* [Exercise description]: Output exactly the lines from the one with "Please point out the stone foundation" through the last line of the data below, both included, and nothing more.

[Natural language region descriptions]
↓↓↓

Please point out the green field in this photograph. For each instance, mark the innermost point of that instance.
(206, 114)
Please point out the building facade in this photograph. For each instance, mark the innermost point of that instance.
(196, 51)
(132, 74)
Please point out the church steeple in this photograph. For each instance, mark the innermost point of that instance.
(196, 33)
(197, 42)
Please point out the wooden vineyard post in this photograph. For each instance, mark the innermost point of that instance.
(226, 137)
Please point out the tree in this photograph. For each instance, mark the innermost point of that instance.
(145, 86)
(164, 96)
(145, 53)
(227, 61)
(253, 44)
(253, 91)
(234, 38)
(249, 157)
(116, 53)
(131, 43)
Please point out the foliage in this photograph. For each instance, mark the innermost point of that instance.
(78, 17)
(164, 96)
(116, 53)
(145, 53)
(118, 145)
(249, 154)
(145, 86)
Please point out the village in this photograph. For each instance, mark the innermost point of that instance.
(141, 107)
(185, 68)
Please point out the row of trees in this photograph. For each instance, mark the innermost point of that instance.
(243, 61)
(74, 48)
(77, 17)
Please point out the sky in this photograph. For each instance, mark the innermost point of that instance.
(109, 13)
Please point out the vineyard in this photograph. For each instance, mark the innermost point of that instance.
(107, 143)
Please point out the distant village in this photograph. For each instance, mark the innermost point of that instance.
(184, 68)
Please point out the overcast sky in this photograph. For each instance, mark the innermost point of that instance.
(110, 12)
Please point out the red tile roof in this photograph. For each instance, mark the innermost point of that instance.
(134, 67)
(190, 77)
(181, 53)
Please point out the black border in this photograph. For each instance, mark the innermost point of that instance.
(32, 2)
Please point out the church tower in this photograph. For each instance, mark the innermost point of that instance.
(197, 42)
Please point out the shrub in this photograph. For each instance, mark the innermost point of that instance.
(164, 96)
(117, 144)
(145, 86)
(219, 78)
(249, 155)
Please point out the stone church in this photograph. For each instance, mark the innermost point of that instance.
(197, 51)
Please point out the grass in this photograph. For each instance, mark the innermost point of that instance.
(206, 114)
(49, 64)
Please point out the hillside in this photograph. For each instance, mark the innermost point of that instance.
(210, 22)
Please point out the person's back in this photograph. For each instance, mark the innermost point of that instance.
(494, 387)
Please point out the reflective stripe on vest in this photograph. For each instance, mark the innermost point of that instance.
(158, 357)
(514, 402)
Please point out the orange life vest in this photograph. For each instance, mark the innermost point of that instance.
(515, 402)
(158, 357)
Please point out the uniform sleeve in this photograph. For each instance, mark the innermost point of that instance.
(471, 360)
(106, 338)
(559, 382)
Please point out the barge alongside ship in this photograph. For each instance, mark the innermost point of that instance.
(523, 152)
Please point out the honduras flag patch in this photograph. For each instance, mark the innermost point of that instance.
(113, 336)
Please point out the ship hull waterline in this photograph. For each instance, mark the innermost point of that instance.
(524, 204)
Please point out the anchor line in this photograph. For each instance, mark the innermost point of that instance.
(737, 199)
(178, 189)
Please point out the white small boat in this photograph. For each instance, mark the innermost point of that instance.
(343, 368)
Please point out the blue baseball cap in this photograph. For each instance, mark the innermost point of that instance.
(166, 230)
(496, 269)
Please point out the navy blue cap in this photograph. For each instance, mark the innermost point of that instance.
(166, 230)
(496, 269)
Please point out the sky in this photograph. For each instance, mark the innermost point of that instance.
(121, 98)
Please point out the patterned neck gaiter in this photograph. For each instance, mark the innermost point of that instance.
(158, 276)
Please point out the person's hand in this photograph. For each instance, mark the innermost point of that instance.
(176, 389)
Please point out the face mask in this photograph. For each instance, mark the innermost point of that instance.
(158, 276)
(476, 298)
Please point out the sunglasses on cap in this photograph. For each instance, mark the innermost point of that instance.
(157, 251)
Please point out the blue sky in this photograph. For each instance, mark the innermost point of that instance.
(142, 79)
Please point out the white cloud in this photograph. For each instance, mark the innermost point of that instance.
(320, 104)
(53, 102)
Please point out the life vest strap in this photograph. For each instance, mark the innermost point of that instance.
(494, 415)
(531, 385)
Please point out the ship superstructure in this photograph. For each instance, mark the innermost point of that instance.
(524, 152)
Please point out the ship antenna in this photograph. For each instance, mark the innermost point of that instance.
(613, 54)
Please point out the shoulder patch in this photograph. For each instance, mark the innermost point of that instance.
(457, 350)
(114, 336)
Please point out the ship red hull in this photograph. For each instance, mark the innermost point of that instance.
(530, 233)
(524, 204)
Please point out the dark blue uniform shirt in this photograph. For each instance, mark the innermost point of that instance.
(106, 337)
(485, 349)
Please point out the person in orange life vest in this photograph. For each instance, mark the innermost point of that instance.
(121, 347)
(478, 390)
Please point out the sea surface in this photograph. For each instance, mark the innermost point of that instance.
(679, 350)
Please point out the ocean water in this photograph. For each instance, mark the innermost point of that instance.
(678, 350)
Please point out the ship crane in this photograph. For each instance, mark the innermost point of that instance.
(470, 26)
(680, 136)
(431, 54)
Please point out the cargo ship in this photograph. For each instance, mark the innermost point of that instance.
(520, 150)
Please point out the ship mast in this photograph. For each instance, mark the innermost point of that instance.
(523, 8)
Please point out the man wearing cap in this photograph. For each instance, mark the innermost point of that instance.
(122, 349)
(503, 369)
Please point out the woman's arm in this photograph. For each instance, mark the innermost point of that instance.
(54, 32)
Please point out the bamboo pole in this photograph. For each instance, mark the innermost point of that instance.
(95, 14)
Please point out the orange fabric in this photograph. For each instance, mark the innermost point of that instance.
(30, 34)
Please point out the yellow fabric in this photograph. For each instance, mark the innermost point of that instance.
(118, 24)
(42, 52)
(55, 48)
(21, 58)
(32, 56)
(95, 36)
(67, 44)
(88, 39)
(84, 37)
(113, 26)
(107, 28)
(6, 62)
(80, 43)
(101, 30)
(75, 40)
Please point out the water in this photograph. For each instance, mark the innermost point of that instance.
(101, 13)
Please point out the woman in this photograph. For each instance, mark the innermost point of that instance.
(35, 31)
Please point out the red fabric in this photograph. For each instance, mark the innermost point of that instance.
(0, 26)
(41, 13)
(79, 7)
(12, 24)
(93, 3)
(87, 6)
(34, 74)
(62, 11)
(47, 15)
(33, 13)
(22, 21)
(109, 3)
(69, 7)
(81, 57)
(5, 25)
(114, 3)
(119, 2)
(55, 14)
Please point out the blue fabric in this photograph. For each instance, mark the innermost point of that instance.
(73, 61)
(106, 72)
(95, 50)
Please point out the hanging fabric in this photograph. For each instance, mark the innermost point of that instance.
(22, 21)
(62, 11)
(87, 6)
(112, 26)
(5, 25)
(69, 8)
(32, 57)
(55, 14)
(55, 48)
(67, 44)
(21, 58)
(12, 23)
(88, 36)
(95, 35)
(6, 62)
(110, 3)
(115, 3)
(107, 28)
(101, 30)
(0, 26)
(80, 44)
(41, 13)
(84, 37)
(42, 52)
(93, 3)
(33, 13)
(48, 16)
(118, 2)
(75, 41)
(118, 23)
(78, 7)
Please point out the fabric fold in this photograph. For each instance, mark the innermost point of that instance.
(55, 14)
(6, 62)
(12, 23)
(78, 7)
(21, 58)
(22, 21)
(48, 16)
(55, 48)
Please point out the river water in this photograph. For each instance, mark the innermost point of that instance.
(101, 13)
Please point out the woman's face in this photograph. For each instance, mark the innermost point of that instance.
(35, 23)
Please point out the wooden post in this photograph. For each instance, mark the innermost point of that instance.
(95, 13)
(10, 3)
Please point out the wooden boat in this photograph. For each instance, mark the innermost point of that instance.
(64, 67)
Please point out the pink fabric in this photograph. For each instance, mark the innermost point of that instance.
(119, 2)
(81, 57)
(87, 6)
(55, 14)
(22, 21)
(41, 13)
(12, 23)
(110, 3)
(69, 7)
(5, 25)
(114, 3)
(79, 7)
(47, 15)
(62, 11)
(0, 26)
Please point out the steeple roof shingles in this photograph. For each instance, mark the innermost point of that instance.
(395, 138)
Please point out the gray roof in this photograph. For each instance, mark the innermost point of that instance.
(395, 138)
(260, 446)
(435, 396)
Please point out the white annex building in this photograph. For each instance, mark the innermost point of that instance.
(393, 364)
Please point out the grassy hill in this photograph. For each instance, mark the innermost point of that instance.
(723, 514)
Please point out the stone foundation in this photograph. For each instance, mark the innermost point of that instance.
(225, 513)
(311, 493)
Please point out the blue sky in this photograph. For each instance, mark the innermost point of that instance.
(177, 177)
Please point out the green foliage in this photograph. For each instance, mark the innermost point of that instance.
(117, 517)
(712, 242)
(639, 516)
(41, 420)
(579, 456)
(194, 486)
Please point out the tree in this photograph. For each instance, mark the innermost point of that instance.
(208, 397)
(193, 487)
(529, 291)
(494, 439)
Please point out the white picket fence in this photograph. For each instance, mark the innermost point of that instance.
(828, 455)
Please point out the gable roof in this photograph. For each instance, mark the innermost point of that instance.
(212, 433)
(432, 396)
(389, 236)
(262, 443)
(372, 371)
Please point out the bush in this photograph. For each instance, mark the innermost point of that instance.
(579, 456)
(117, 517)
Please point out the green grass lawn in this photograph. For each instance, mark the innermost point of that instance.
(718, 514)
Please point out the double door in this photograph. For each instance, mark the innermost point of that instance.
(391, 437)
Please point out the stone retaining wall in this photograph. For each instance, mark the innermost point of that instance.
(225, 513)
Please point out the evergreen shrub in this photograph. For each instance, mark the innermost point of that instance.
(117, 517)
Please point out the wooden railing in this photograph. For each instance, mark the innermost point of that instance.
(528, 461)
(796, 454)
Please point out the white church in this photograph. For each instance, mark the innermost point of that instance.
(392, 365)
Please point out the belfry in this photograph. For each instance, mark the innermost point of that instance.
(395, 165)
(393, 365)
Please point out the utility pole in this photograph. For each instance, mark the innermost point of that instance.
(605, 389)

↑↑↑

* [Solution to this exercise]:
Please point out the stone foundation in this photograph. For each instance, mark the innermost point of that instance.
(225, 513)
(311, 493)
Please point out the blue sky in this photograph. For each instance, mark the innermost point of that instance.
(177, 177)
Please point out the green foliage in this photograph. For each instance, mark the innermost point of that instance.
(117, 517)
(712, 242)
(639, 516)
(41, 420)
(579, 456)
(194, 486)
Please point out the tree in this photograph. For each instance, mark the innermost point of that instance.
(208, 397)
(193, 487)
(529, 291)
(494, 439)
Please point out the white picket fence in this photograph. For each instance, mark the innermost point of that instance.
(828, 455)
Please point out the gable roof in this photograph. For each instance, mark the innermost point of that instance.
(212, 433)
(432, 396)
(389, 236)
(262, 443)
(372, 371)
Please point out the bush in this photograph. For each instance, mark the innermost point of that instance.
(579, 456)
(117, 517)
Please point out the green grass lawn in this photograph. For each instance, mark the innermost point of that instance.
(718, 514)
Please point out the double door in this photograph. For each instance, mark the innermost point of that instance.
(391, 437)
Please point out the stone retaining wall in this photograph. For each instance, mark the innermost point of that instance.
(225, 513)
Please point out the evergreen shrub in this photograph. For each instance, mark the innermost point of that instance.
(117, 517)
Please point out the wooden railing in this photograph. For each instance, mark the innermost point of that instance.
(528, 461)
(796, 454)
Please point out the white church in this photograph. For each instance, mark the innermost point of that instance.
(392, 365)
Please point out the belfry in this photograph. For each instance, mark the innermost point of that instance.
(395, 165)
(393, 365)
Please point out the utility pole in this photograph. For each instance, mark the innermost point of that instance.
(605, 389)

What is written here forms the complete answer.